***** Given passage *****
Fighting for Vulnerable Girls and Women

Aware of the specific vulnerabilities and emerging needs of immigrant girls and women, Florence co-founded the Mouvement Ontarien des Femmes Immigrantes Francophones de l'Ontario (MOFIF) (Ontario Movement for Francophone Immigrant Women) in 2001.

Today, MOFIF has become a major support provider for vulnerable women in Ontario. Last year, MOFIF helped over 2,445 women through its 8 initiatives, hosted 112 webinars on various topics from health to housing to domestic violence, hosted 9 events on entrepreneurship, and delivered 1,600 food baskets during COVID lockdowns.

In 2019, Florence was recognized in the Top 100 Most Influential Black Women in Canada.


A Lifelong Commitment to Refugee and Immigrant Rights, Women’s Rights, and Human Rights based on personal experience

Florence’s three decades in community service and advocacy is deeply informed by her own harrowing experiences as a refugee and single mother. Florence’s 13-year career developing new support services at the Hamilton / Niagara region’s CSCHN began by her going to that very centre as a newly-arrived refugee, having escaped her native Burundi in 1994.

With her second-born barely four weeks old, Florence and her two children arrived at John F. Kennedy Airport seeking refugee status en route to Canada. Florence’s first months in Canada were spent living in a shelter in Fort Erie, before securing social housing in Hamilton through an organization she would later be a part of for 13 years. With no connections and no network, Florence, a single mother, networked relentlessly and left no stone unturned to make sure her kids would have food and shelter.

Compounding her lack of connections, Florence was put to the additional challenge of arriving as a Francophone with no English language skills at a time when refugee services in one of Canada’s two national languages were virtually non-existent. Florence was steadfast in her belief that no Francophone Canadian should be denied essential services, a belief that formed the basis for a decades-long career in serving others. Florence’s darkest moments as a lost newcomer cemented her resolve to spend her life fighting for the rights and dignity of refugees and other newcomers, her small away of giving back to the country that welcomed her with open arms.
***** Data under study *****
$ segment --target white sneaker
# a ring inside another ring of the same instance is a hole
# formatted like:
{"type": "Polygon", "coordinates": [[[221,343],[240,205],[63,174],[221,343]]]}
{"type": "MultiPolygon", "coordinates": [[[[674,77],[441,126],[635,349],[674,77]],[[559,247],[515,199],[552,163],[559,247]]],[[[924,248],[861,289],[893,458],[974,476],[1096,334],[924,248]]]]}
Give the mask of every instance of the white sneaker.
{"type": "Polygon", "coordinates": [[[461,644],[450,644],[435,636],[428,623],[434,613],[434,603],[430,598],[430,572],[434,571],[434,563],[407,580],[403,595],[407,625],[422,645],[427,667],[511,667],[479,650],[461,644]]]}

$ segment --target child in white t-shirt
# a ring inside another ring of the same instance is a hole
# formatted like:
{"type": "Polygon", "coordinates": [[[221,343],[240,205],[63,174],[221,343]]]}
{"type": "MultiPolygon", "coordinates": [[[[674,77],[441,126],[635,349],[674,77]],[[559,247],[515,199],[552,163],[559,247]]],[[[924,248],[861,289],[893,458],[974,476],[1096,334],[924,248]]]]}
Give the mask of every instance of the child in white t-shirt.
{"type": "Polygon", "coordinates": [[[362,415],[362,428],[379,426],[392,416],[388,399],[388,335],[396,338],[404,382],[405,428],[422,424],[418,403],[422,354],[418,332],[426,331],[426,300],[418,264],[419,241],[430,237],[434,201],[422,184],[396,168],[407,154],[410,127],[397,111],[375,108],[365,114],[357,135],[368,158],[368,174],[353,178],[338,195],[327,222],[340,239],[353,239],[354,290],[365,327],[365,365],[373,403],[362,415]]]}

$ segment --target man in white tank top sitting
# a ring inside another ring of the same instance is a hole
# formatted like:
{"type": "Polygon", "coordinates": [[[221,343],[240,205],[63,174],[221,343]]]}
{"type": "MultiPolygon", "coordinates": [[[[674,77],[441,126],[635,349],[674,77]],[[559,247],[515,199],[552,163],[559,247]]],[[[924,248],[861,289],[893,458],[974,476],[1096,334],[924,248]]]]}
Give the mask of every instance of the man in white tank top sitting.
*****
## [Questions to answer]
(a) Please output the part of the profile of Florence that runs from "Today, MOFIF has" up to and including "Women in Canada.".
(b) Write the next part of the profile of Florence, picking up right after its final sentence.

## [Numbered responses]
(a)
Today, MOFIF has become a major support provider for vulnerable women in Ontario. Last year, MOFIF helped over 2,445 women through its 8 initiatives, hosted 112 webinars on various topics from health to housing to domestic violence, hosted 9 events on entrepreneurship, and delivered 1,600 food baskets during COVID lockdowns.

In 2019, Florence was recognized in the Top 100 Most Influential Black Women in Canada.

(b)
With four biological children, and led by compassion, Florence did not hesitate to raise two more children that life brought to her lap as orphans.

Florence’s leadership has been recognized in the Francophone community. Pictured here after being made an Officer of the Ordre de la Pleiade, an honorary order conferred by La Francophonie to those who particularly distinguish themselves in the service of its ideals of cooperation and friendship and who promote the role of the French language in their own countries or in the world.


Florence (pictured here as a baby) was the youngest of eight siblings in her native Burundi.

An Unexpected Trajectory: From African Princess to Refugee to Community Leader

Born into the royal family of Burundi as the granddaughter of then-reigning King Mwezi Gisabo IV, Florence was likely destined to join her native country’s leadership class. After graduating from the University of Bujumbura Faculty of Law, where she took particular interest in criminal law and human rights, submitting a university thesis which took her to prisons around the country to better understand the failures of the criminal justice system, Florence spearheaded the creation of Burundi’s first-ever Human Rights League at a time and in a climate where it was unheard of for women to play such leadership roles.

To better understand economic policy and financial management — skills that would later be of immense help in her future leadership roles — Florence was hired to serve at one of the country’s largest banks, where she worked on major public financing projects.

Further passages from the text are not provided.